> TEKS YANG DIBERIKAN

◇ ◇ ◇ ◇ ◇

Untuk mengenal cara berpikir Ibn Arabi, perlu juga diketahui bahwa orang Arab secara historis tidak memiliki budaya tapi hanya memproduksi syair dan untaian kata. Mereka tidak memiliki karya tulis, (hasil karya) pemikiran, sedemikian sehingga Allah menyebut mereka sebagai “ummiyiin” atau orang-orang yang buta huruf. Oleh sebab itu, bahasa yang mereka pakai merupakan bahasa yang murni (asli) tanpa intervensi karakteristik budaya bangsa-bangsa pemakainya. Selain pengguna bahasa Arab terdiri dari berbagai bangsa, kita ketahui juga bahwa di Madinah (Yastrib) pada masa itu terdapat bangsa Yahudi, Afrika, berbagai suku Arab, dan sebagainya.

◇ ◇ ◇ ◇ ◇

[Entri titik berlabel]

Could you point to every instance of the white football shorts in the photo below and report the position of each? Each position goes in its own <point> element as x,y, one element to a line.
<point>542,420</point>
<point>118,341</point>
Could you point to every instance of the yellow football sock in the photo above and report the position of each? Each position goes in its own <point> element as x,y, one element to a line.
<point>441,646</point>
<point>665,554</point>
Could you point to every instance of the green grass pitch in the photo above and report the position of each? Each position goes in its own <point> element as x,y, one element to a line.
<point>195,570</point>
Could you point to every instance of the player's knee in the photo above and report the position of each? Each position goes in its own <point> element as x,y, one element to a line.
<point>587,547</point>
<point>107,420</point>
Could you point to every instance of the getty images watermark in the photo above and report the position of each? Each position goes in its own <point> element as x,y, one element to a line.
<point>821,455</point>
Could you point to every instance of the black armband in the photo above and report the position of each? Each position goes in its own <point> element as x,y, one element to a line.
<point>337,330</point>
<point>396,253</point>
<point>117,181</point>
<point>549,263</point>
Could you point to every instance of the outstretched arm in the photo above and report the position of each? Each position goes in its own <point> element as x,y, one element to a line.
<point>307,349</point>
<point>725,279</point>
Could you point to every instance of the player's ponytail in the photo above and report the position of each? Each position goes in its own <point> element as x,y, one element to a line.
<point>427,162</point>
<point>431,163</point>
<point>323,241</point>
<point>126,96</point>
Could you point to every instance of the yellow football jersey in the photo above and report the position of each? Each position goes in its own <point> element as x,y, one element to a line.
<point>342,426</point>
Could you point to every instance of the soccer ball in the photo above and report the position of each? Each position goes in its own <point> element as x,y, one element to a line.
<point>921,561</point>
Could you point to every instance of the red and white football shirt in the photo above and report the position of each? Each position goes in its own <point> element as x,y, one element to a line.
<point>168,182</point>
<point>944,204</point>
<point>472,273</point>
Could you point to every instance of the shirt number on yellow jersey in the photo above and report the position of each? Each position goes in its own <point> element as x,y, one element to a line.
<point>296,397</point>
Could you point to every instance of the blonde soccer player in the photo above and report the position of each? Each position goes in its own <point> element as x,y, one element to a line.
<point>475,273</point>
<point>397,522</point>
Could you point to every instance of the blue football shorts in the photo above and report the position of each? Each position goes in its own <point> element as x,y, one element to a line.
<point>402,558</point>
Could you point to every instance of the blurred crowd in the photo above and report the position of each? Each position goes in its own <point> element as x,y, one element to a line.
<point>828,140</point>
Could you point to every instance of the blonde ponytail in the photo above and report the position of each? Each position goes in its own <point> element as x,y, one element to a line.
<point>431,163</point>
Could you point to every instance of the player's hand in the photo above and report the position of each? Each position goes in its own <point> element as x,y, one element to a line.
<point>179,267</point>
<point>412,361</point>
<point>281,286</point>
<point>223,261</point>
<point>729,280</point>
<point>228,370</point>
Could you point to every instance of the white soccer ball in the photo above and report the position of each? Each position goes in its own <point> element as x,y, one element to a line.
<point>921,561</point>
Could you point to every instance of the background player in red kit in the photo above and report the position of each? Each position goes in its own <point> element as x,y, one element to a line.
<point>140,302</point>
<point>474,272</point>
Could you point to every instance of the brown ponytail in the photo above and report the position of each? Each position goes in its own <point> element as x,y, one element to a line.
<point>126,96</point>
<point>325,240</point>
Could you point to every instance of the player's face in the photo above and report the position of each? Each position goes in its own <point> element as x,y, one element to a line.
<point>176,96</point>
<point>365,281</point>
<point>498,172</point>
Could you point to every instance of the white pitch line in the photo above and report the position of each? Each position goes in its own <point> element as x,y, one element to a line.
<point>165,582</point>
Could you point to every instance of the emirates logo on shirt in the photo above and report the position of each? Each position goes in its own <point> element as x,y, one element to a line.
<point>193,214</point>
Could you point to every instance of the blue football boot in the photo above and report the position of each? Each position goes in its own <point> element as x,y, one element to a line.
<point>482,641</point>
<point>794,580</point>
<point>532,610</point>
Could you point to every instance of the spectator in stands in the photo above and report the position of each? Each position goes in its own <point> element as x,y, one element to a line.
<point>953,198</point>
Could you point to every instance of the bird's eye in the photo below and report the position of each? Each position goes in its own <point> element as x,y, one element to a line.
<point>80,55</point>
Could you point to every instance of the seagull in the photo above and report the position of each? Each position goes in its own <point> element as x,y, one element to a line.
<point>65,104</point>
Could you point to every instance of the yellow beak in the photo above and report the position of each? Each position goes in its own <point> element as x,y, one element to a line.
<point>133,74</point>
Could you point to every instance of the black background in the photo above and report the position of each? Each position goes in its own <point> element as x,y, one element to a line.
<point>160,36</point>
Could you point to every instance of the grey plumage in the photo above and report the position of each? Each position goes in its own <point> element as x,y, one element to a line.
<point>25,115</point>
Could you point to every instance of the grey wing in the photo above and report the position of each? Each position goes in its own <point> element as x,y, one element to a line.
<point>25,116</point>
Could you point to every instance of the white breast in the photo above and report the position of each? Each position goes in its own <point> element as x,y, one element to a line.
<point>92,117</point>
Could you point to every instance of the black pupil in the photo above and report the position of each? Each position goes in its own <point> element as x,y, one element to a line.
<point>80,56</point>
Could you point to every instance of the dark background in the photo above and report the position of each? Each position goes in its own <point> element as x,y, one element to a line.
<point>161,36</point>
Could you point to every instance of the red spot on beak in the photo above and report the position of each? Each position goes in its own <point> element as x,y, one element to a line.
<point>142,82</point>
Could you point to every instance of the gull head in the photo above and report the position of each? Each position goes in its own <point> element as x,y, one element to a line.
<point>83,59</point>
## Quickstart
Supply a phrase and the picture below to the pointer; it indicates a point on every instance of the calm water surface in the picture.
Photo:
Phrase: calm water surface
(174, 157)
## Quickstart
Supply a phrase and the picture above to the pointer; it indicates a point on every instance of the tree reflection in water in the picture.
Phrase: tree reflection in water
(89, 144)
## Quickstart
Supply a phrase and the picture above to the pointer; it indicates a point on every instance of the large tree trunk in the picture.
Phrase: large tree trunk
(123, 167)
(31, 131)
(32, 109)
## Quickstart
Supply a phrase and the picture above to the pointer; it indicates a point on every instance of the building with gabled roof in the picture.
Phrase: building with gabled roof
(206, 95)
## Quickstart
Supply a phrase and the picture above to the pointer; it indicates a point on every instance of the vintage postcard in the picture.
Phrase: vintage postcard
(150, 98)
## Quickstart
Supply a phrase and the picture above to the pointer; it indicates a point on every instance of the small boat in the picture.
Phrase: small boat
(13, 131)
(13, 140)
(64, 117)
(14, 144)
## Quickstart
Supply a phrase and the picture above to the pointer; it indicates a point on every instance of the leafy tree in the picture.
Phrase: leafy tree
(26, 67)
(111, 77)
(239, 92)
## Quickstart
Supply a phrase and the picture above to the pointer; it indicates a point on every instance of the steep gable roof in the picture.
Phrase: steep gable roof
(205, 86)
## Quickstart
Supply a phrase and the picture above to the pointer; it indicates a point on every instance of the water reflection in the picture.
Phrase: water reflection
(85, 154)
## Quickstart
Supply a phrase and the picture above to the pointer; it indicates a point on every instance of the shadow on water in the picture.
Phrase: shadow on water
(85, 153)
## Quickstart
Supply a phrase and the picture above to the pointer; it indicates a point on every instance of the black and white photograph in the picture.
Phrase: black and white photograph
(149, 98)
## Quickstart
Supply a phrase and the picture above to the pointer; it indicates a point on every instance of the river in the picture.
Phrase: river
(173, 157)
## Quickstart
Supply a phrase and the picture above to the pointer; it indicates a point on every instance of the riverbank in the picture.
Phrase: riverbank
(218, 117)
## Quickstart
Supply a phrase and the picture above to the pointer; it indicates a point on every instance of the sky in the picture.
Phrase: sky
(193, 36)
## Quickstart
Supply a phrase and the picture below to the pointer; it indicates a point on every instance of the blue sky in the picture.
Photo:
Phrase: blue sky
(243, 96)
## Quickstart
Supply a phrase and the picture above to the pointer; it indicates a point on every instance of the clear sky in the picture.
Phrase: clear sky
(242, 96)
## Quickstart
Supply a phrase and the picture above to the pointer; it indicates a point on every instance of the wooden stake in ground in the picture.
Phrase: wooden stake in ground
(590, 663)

◇ ◇ ◇ ◇ ◇

Lanjutkan teks tentang cara berpikir Ibn Arabi dari titik terakhirnya. Entri ini tidak berhubungan dengan teks tentang cara berpikir Ibn Arabi.

Dengan hampir tidak adanya budaya dari beragam bangsa itu yang mempengaruhi makna atau etimologi bahasa Arab, maka ia merupakan bahasa murni yang bisa dipakai oleh siapa saja. Mengapa qari (pembaca Alqur’an) Indonesia suaranya bisa sama dengan “makharij” orang yang lahir di tanah Arab? Inilah kekhasan dan keluarbiasaan bahasa Arab. Jadi bahasa Arab itu sendiri dalam dirinya – ketika Allah pilih sebagai bahasa Al-Qur’an – adalah suatu mukjizat. Mungkin inilah salah satu makna ayat yang berbunyi: “Dan sesungguhnya telah Kami mudahkan Al-Qur’an untuk pelajaran (dan pengingatan), maka adakah orang yang mau mengambil pelajaran?”(QS. 54: 17).
Begitu mudahnya orang bisa menyebut, mengungkap, menghafal, dan memahami kalimat-kalimat Arab di dalam Al-Quran ini sedemikian sehingga orang dari Sulawesi Barat bisa mengucapkan sama persis seperti orang di tanah Arab yang jaraknya ribuan kilometer. Ketika orang yang bukan dari tanah Arab membaca Al-Quran, ia bisa seperti orang Arab. Demikianlah kekuatan bahasa Arab.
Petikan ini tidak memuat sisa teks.